# Условия задания:
**1.** Перепишите дословно фрагмент заметки о Дмитрии Калоеве, начиная со слов «Пульс есть. Вопросы» и продолжая вплоть до слов «парня называют отравление.».
**2.** Допишите продолжение заметки о Дмитрии Калоеве, начав сразу после её последнего предложения.

# Текст задания:
=-=-=
Пульс есть. Вопросы тоже

Приехавшая «скорая» доставила Калоева в больницу. К счастью, врачам удалось привести его в чувства

МОСКВА---Вчера в Цхинвальской тюрьме стало плохо Дмитрию Калоеву. Как сообщает его мать, активист оппозиции Южной Осетии Фатима Маргиева, сокамерники Дмитрия, вернувшись с утренней прогулки, обнаружили, что он так и не встал с кровати. Пульс у молодого человека не прощупывался. Приехавшая «скорая» доставила Калоева в больницу. К счастью, врачам удалось привести его в чувства. Возможной причиной остановки сердца 28-летнего парня называют отравление.

Но как и чем мог отравиться человек, сидящий в тюрьме? По одной из версий — он выпил какие-то лекарства. Но в Цхинвали заговорили о том, что отравление могло быть умышленным. Этого же мнения придерживается и сама Фатима Маргиева. Задержание сына весной этого года по обвинению в убийстве умершего от передозировки друга она связывает с давлением на себя. Вчерашнее событие — тоже часть этой кампании.
=-=-=
# Представленный материал:
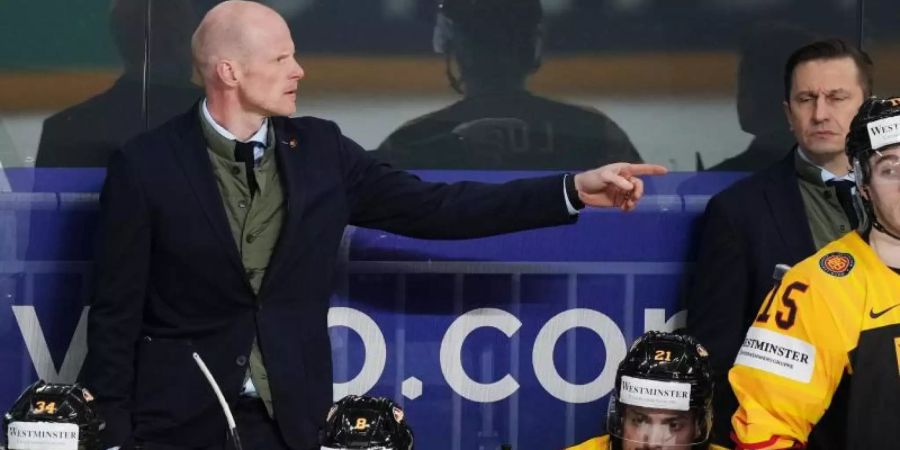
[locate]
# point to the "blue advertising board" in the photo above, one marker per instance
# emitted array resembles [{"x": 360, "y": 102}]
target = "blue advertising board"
[{"x": 512, "y": 339}]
=-=-=
# Ответы к заданию:
**1.**
Пульс есть. Вопросы тоже

Приехавшая «скорая» доставила Калоева в больницу. К счастью, врачам удалось привести его в чувства

МОСКВА---Вчера в Цхинвальской тюрьме стало плохо Дмитрию Калоеву. Как сообщает его мать, активист оппозиции Южной Осетии Фатима Маргиева, сокамерники Дмитрия, вернувшись с утренней прогулки, обнаружили, что он так и не встал с кровати. Пульс у молодого человека не прощупывался. Приехавшая «скорая» доставила Калоева в больницу. К счастью, врачам удалось привести его в чувства. Возможной причиной остановки сердца 28-летнего парня называют отравление.

**2.**
Находясь в условиях, когда свобода ограничена — в тюрьме, отделении милиции, психиатрической клинике, армии, — человек оказывается крайне зависим от руководства этих учреждений. На государство, принявшее решение ограничить свободу, в этой ситуации ложится еще большая ответственность за соблюдение всех остальных прав и свобод человека, нежели когда он находится на свободе. Так, к примеру, если человек был задержан милицией, а спустя несколько часов вышел из отделения со сломанной рукой, МВД может сколько угодно говорить, что он сам упал, ответственности с них это не снимает. Детальное расследование, которое должно проводиться по каждому факту нарушения, обязано определить степень такой ответственности.

В случае с Дмитрием Калоевым к администрации СИЗО возникает достаточно много вопросов. Даже если предположить, что молодой человек, действительно, сам отравился, то как он мог это сделать? Российское законодательство, действие которого власти Южной Осетии признают на своей территории, предполагает, что у заключенного могут находиться только те лекарства, которые были одобрены тюремным врачом. Что за лекарства, и в каком объеме должен был употребить молодой человек, чтобы они привели к таким последствиям? Если это были необходимые лекарства, передозировка которыми могла кончиться летально, то почему они в таком количестве находились у заключенного? Знал ли тюремный врач обо всем этом, равно как вообще о состоянии здоровья заключенного? Вcе эти обстоятельства, равно как и версию о возможном отравлении, должно проверить следствие.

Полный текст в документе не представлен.